__What to produce__
Output every line of the entries from the line containing "Target: roadside grass strip" through the last, exactly, with no other content.

[Dataset excerpts]
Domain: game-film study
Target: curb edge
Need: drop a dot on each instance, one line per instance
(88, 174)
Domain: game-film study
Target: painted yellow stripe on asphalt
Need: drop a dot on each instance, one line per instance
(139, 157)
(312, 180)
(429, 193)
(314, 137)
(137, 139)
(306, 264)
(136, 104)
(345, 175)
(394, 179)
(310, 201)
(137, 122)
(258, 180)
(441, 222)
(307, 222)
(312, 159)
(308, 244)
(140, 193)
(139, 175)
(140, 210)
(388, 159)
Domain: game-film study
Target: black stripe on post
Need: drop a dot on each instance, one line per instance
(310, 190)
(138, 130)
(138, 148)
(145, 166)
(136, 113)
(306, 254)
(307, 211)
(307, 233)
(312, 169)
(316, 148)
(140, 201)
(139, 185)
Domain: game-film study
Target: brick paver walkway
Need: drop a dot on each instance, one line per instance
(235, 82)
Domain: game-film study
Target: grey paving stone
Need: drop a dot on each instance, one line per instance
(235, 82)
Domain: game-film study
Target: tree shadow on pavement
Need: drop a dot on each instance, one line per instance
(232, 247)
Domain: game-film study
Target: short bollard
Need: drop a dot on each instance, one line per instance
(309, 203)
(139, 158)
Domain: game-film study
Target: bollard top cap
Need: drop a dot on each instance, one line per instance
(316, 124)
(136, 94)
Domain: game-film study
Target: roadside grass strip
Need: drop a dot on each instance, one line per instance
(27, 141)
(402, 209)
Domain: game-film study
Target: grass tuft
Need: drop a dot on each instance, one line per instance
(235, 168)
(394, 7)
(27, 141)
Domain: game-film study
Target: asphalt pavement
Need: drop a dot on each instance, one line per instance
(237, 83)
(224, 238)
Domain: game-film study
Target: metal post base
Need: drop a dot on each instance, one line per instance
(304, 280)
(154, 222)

__Output for this exercise__
Target: roadside grass strip
Need: drop a dot on each instance, one line per instance
(27, 141)
(402, 209)
Domain: game-film study
Target: grass tuft
Need: drop a dot on each instance, one line per instance
(235, 168)
(394, 7)
(27, 141)
Domain: game-film study
Target: asphalt pavement
Need: drop a dot on each instance, one line per instance
(237, 83)
(224, 238)
Domain: game-film study
Target: metal post base
Need: drop a dot on each instance, one line per instance
(304, 280)
(154, 222)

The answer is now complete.